Records to use

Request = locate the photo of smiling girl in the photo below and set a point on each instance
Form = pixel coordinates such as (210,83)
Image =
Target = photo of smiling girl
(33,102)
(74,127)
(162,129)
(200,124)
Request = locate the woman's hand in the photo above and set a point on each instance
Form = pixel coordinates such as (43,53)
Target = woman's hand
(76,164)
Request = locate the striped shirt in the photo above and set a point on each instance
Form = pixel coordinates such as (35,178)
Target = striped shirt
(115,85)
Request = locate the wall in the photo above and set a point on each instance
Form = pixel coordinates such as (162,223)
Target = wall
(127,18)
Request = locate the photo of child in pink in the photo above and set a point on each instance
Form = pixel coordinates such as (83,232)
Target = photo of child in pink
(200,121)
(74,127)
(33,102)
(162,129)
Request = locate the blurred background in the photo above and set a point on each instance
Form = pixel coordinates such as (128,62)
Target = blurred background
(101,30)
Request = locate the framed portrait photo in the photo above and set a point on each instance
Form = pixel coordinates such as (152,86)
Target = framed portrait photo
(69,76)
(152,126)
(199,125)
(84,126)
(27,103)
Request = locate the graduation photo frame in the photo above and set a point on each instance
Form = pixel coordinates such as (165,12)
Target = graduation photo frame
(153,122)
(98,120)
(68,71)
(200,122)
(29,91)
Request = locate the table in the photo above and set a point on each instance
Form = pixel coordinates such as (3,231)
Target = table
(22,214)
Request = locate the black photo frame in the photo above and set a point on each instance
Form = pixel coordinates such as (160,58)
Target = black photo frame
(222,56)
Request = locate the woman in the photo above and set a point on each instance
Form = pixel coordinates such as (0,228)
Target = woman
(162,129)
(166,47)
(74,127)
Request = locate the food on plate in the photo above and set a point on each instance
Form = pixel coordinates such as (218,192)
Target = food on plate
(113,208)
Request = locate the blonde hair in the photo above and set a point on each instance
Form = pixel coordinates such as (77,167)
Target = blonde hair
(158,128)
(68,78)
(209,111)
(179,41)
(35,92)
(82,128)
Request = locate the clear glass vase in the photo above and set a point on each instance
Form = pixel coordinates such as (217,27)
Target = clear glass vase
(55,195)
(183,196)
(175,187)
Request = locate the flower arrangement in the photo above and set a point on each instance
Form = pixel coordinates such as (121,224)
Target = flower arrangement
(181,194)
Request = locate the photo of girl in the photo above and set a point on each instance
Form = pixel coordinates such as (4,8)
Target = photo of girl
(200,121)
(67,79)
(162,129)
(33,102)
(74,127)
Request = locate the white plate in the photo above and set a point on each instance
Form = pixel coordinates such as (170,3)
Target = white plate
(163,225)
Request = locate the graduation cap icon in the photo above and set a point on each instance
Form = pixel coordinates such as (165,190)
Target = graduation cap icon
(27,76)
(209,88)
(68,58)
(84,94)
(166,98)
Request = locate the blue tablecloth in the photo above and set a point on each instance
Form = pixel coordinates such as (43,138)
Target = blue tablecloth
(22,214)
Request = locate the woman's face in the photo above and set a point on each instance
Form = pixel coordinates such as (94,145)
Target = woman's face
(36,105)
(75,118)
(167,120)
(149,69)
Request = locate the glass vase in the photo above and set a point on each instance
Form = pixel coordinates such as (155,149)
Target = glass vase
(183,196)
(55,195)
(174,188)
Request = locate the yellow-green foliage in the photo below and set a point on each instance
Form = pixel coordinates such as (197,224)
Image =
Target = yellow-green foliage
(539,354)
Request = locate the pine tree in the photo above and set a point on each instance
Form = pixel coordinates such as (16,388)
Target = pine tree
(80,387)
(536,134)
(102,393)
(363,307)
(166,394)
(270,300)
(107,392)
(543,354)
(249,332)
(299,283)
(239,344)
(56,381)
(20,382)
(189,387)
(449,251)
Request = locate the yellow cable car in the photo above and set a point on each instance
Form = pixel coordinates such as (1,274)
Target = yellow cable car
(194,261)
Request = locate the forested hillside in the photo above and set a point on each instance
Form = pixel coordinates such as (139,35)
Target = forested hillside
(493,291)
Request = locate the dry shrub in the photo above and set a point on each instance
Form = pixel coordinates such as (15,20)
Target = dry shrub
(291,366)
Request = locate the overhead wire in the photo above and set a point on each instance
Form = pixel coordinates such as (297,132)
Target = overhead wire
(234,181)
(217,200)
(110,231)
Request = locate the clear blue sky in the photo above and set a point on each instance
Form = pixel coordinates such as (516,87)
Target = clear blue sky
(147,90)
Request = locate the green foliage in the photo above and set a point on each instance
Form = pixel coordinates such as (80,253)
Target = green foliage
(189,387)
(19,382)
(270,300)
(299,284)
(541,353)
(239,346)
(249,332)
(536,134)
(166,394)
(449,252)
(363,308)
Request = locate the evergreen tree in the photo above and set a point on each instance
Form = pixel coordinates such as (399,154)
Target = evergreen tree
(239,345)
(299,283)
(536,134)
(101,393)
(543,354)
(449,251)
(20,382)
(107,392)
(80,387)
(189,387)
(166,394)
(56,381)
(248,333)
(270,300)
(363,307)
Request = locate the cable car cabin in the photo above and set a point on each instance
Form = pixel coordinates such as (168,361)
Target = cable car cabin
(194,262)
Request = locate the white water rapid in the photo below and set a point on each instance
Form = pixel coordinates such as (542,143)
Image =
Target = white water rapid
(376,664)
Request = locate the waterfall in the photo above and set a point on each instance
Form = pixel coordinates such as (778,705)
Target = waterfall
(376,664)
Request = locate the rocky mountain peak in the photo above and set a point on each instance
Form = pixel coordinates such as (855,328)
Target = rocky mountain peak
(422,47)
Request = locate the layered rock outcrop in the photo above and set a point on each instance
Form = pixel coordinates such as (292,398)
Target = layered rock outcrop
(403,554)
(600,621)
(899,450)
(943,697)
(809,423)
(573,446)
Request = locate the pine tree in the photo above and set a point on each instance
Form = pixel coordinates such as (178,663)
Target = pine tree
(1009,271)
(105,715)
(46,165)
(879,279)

Written task
Turn the lines starting at the one containing "Request = locate the rocky" and ending at the last line of the records into a Markdown table with two columns, Row and Line, giving each line a row number and leaving out blank lines.

The output
| Row | Line |
|---|---|
| 1 | Request = locate the rocky mountain peak in the photo above and set a point on each instance |
| 2 | Form = pixel coordinates such as (855,328) |
| 3 | Target = rocky mountain peak |
| 4 | (422,47) |
| 5 | Request = locate the layered rock outcrop in the photo above and set a point on each instance |
| 6 | Form = pixel coordinates such as (292,398) |
| 7 | Target = layered rock outcrop |
| 8 | (403,554) |
| 9 | (600,621) |
| 10 | (899,450) |
| 11 | (943,697) |
| 12 | (809,423) |
| 13 | (573,446) |
| 14 | Request = locate the pine tree in the photo above and set a point on each instance |
| 15 | Form = pixel coordinates such as (178,663) |
| 16 | Target = pine tree |
| 17 | (1009,271) |
| 18 | (105,715) |
| 19 | (46,165) |
| 20 | (879,279) |